What is required:
Please transcribe the entries that follow exactly as they stand, skipping each picture.

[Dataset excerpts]
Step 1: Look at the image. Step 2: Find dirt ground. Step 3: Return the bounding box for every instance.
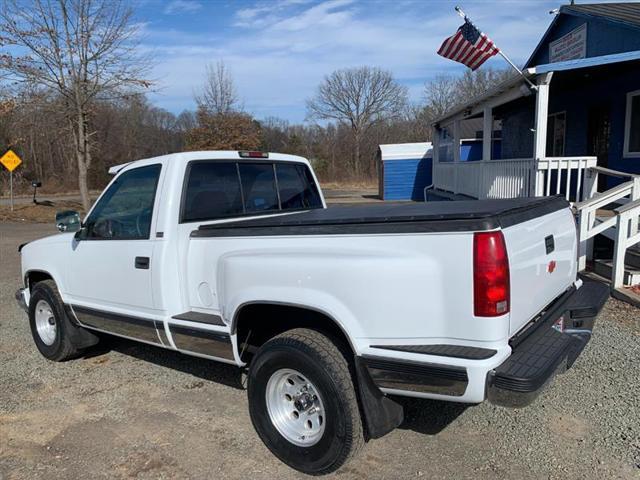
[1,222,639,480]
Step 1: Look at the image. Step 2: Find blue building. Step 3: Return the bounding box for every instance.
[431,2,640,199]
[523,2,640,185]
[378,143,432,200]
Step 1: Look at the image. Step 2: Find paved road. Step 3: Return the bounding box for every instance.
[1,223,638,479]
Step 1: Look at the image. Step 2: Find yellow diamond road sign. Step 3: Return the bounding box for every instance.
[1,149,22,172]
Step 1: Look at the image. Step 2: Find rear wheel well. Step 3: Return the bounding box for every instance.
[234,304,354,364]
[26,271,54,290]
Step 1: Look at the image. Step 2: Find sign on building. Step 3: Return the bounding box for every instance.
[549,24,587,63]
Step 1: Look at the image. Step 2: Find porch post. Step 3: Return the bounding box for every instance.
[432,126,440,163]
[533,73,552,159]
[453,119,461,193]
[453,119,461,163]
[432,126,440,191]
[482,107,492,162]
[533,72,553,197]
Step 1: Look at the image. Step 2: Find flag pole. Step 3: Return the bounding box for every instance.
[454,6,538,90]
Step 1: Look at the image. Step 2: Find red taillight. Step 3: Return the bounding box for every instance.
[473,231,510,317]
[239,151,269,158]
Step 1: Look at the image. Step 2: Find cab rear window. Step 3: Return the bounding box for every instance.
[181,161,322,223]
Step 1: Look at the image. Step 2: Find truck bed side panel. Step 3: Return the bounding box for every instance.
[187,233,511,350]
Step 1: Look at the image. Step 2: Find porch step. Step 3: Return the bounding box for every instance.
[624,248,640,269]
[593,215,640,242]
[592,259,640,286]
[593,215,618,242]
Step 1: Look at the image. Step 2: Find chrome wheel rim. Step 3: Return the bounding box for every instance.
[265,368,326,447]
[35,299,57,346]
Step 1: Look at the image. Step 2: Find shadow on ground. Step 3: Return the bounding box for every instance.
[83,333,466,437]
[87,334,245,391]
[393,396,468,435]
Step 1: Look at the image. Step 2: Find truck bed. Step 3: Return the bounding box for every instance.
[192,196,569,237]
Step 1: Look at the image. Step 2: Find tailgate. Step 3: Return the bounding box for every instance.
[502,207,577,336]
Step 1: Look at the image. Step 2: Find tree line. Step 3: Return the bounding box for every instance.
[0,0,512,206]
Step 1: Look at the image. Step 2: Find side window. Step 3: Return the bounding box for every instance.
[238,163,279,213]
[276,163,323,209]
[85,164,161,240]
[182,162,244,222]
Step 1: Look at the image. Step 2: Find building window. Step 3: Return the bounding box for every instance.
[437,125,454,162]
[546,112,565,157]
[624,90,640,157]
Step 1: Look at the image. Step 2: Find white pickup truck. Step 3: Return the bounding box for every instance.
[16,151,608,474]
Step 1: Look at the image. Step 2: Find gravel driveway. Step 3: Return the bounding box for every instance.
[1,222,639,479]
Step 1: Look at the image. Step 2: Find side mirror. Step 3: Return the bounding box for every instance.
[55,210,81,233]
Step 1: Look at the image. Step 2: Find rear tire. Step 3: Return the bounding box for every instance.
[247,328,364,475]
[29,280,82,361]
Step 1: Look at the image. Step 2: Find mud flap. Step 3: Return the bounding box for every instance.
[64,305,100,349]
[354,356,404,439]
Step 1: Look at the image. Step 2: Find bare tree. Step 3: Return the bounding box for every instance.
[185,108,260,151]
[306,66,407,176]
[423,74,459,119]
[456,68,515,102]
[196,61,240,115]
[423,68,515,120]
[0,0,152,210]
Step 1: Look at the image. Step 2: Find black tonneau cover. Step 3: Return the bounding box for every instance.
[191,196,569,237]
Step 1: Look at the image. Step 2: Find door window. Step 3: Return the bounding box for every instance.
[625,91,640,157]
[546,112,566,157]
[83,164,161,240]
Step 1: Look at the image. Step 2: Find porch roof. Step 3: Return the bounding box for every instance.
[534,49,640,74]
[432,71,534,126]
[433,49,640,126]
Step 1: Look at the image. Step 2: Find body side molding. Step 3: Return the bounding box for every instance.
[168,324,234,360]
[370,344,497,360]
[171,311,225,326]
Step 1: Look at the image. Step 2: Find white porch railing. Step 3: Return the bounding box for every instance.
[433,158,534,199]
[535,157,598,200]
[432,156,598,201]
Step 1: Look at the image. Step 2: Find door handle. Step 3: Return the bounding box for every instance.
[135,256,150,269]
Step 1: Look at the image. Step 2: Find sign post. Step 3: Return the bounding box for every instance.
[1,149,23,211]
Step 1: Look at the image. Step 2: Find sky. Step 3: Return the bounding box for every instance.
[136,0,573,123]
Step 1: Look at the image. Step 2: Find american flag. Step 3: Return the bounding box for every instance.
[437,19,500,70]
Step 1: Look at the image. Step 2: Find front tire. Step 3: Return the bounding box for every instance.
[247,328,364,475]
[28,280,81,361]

Exercise solution:
Step 1: Look at the image. Step 2: Find dirt ground. Step 3: Return the bounding box for every instance.
[1,222,639,480]
Step 1: Look at the image. Step 2: Find blue building. Step 3: Return the bounding box for every instance.
[431,2,640,199]
[523,2,640,185]
[378,143,432,200]
Step 1: Look at the image. Step 2: Find paved road. Step 3: Return the bounding box for every instance.
[1,223,638,479]
Step 1: Look at the image. Step 2: Find yellow diamond road sign. Step 3: Return the bounding box for every instance.
[1,149,22,172]
Step 1: Look at the image. Step 2: Find rear wheel well. Step 3: Return the bounding box for every instance.
[234,304,354,364]
[26,271,54,290]
Step 1: Look at the image. Step 2: Find sign on building. Step 3: Return the bounding box for every instance.
[549,24,587,63]
Step 1: Look at the image. Step 2: Find porch post. Step 3: Return the bounding box for every instance.
[432,126,440,163]
[533,73,552,159]
[453,119,461,193]
[453,119,461,163]
[432,126,440,191]
[482,107,492,162]
[533,72,553,197]
Step 1: Look at the image. Step 2: Find flag pole. Step 3: Return the bounding box for every instance.
[454,6,538,90]
Step 1: Look at the image. Step 2: Find red taillight. Step 3: Return the bounding box for every instance.
[473,231,510,317]
[239,151,269,158]
Step 1: Look at the image. Step 2: Find cab rear window. Step 3: Return the bounding box for every instance.
[181,161,322,223]
Step 1: Look at the image. Step 2: Find truck bed side panel. Step 3: Return the bounding box for every instance.
[187,233,511,350]
Step 1: Look at the image. Step 2: Find porch step. Step 3: Return the bounding box for every instance.
[624,248,640,269]
[593,215,640,242]
[592,259,640,286]
[593,215,618,242]
Step 1: Look at the image. Step 2: Find chrome wheel rim. Step 3: Return the bounding box for every instance.
[265,368,326,447]
[35,299,57,346]
Step 1: Look at the image. Step 2: Find shadow on ground. Step 3: Return the bounding box for every instance.
[83,333,466,437]
[87,334,245,391]
[393,396,468,435]
Step 1: Look at the image. Step 2: Find truck bed. Step 3: Return the bounding box for every instance.
[192,196,569,237]
Step 1: Look at the image. Step 2: Find tailgate. Step 3: Return the bounding box for every instance.
[502,207,577,336]
Step 1: Look at the image. Step 2: Find tree line. Step 3: Return the bounding box for every instance.
[0,0,512,206]
Step 1: Look at the image. Step 2: Find side window. Step 3: Return the bounding box for every instance.
[238,163,279,213]
[276,163,323,209]
[85,164,161,240]
[182,162,244,222]
Step 1: Look at the image. Step 2: Find building window. Step 3: Return the bounding box for every instance.
[437,125,454,162]
[546,112,565,157]
[624,90,640,157]
Step 1: Look at the image. Step 2: Find white pickup truck. Step 3: Return the bounding box for every instance.
[16,151,608,474]
Step 1: Look at the image. Step 2: Find gravel driveway. Step 3: Return the bounding box for every instance.
[1,222,639,479]
Step 1: Look at the image. Step 2: Find side mirror. Step 3: Return the bounding box for every instance.
[55,210,81,233]
Step 1: Look at the image. Step 2: Find rear tire. Step 3: Return the bounding box for every instance.
[247,328,364,475]
[29,280,82,361]
Step 1: Look at the image. Step 2: Find mud flap. Step 3: Return the bounding box for every instance.
[64,305,100,349]
[354,356,404,439]
Step 1: Look at the image. Step 2: Find bare tree. Step 3: Return the bounding box for every instance.
[185,108,260,151]
[306,66,407,176]
[423,74,459,119]
[456,68,515,102]
[196,61,240,115]
[423,68,515,120]
[0,0,152,210]
Step 1: Look at the image. Step 2: Find black tonneau cover. Step 3: Return the bounding box for every instance.
[191,196,569,237]
Step 1: Look at the image. Step 2: Find door window. Step 3: Return the bounding box for every instance.
[625,91,640,157]
[546,112,566,157]
[83,164,161,240]
Step 1: Look at the image. Step 2: Find porch roof. Step 3: Return the bounding box for every instance.
[534,49,640,74]
[432,71,534,126]
[433,49,640,126]
Step 1: Look at the image. Step 2: Find body side molding. Step 3: Return the bounding box for every instance.
[168,324,234,360]
[370,344,497,360]
[171,311,225,326]
Step 1: Look at the image. Step 2: Find white porch railing. Step 3: Return the bounding box for every instance.
[433,158,534,199]
[535,157,598,200]
[432,156,598,201]
Step 1: Look at the image. Step 2: Find door handle. Step 3: Return the bounding box for every instance.
[135,256,150,269]
Step 1: Look at the image. Step 2: Find sign post. Step 3: Return the bounding box for every instance.
[1,149,23,211]
Step 1: Look at the image. Step 2: Find sky. Step 3: Return the bounding box for every instance.
[136,0,573,123]
Step 1: Look at the image. Step 2: Find american flag. Step 3: Return the bounding box for every instance.
[437,19,500,70]
Step 1: Look at the image. Step 2: Find front tire. Step 3: Return the bounding box for every instance.
[247,328,364,475]
[28,280,81,361]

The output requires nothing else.